### Task
Revise the passage on water and surface temperatures from the words "Although there is" through "to the grid.", changing "strobe light" to "flashing beacon".

### Quoted passage
>>

Water and Surface Temperatures
A cold diver is less efficient than a warm one and is also potentially less able to deal with an incident, so it is important to use appropriate equipment to keep divers reasonably comfortable for the full duration of a dive. Seawater temperatures during the Patagonian summer (21 December to 21 March) vary between 8° and 13° Celsius (46° –55° Fahrenheit), with winter temperatures reaching a low of 4° C (39° F), although no diving on the site is actually carried out during this period. As underwater excavators are likely to remain quite still for relatively long periods during a dive, they tend not to generate much heat and therefore will tend to get cold more quickly. Dry suits are the norm, although some of the region’s archaeological divers choose to use wet suits made from 4/10 inch (10 mm) smooth-skin neoprene. These wet suits provide sufficient insulation from cold, are much less expensive, and are easier to repair, a factor to be taken into consideration in more remote locations.
Air temperatures during the same period range between 6.5° and 23° C (44°–73° F), but can change dramatically within these extremes. Higher surface temperatures can also cause a fully kitted diver waiting to dive to become very uncomfortable, potentially even hyperthermic, so it is important to coordinate dive times and handovers to reduce this possibility. Maintaining adequate supplies of fresh water will help avoid dehydration.
A tidal amplitude of 4 m (13 ft) during mean spring tides generates strong tidal currents that can reach 2 knots on the site and are even stronger in the ria. The strongest currents tend to flow on the ebb tide, sweeping the wreck from bow to stern. The timing of the dive periods is also variable due to the natural topography and harbor construction in and around the area. This factor often leads to the need to arrive on site early and wait until diving conditions improve. Depending on the time within the lunar tidal cycle, a diving window of around 4–6 hours coinciding with the beginning of the ebb tide usually provides the best visibility. This tidal window is the main factor that governs the start time for each diving day.
Although there is some natural shelter from the currents provided by the ship’s structure, this is not the case when entering or leaving the site. To help divers, there is a line from the diving platform (a small pontoon described below) to the excavation zone. The down-line from the pontoon is attached to a seabed sinker marked (p. 142) with a strobe light placed a few meters outside the structure (to avoid damage to the site), and from there a ground line runs to the grid.

<<

[Stored data entries]
>>

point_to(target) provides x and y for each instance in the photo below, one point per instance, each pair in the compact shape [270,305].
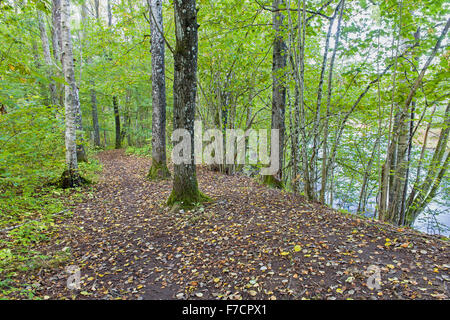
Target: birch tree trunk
[400,140]
[117,123]
[71,177]
[94,112]
[278,90]
[185,187]
[325,168]
[159,169]
[47,58]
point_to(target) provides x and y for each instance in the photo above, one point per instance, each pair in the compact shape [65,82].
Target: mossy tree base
[187,200]
[71,179]
[158,171]
[272,182]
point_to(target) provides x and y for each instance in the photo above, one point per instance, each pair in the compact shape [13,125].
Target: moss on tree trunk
[185,193]
[71,179]
[158,171]
[272,182]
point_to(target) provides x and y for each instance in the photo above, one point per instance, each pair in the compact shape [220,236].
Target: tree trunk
[278,90]
[325,169]
[71,177]
[47,58]
[185,187]
[159,169]
[117,122]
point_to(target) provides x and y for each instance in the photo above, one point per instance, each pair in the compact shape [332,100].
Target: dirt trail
[252,242]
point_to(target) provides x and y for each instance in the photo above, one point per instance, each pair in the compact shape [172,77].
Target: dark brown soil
[252,242]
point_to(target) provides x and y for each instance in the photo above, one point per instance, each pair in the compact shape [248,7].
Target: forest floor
[251,242]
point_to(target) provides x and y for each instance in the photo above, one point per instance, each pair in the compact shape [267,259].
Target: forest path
[252,242]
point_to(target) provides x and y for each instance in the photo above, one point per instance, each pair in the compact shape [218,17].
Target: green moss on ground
[187,200]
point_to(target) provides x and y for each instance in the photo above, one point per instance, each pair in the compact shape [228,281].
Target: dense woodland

<<

### Answer to the exercise
Although there is some natural shelter from the currents provided by the ship’s structure, this is not the case when entering or leaving the site. To help divers, there is a line from the diving platform (a small pontoon described below) to the excavation zone. The down-line from the pontoon is attached to a seabed sinker marked (p. 142) with a flashing beacon placed a few meters outside the structure (to avoid damage to the site), and from there a ground line runs to the grid.